WHAT YOU NEED TO DO: Copy the data from its beginning down through the line containing "0,198 -> 218,239", substituting "Target" for each occurrence of "Object to find" and changing nothing else. Leave the pictures out of your copy.

Start SUPPLIED MATERIAL

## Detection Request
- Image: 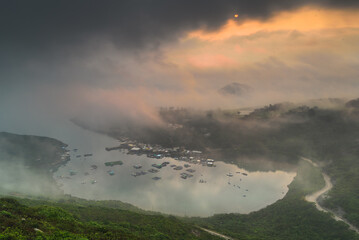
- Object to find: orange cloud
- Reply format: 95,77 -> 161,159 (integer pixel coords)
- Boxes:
186,7 -> 359,41
188,54 -> 236,68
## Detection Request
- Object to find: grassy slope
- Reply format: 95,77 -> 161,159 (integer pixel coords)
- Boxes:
190,162 -> 359,240
0,198 -> 218,239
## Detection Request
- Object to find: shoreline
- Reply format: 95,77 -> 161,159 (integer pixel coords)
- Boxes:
302,157 -> 359,234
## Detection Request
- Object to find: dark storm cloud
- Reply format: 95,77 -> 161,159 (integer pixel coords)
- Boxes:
0,0 -> 359,86
0,0 -> 359,51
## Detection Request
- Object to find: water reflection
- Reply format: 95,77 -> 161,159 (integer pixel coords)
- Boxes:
55,147 -> 294,216
1,117 -> 295,216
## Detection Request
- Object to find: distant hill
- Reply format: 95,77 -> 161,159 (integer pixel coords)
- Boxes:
345,98 -> 359,108
218,82 -> 251,97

End SUPPLIED MATERIAL

WRITTEN ANSWER:
## Detection Request
- Image: 
- Target: orange cloud
- Reply format: 95,77 -> 161,159 (integer pixel coords)
- Boxes:
186,7 -> 359,41
188,54 -> 236,68
## Detection Request
- Target: grassy slope
- Reply format: 95,77 -> 161,159 (integer pixel coords)
- Boxes:
190,162 -> 359,240
0,198 -> 218,239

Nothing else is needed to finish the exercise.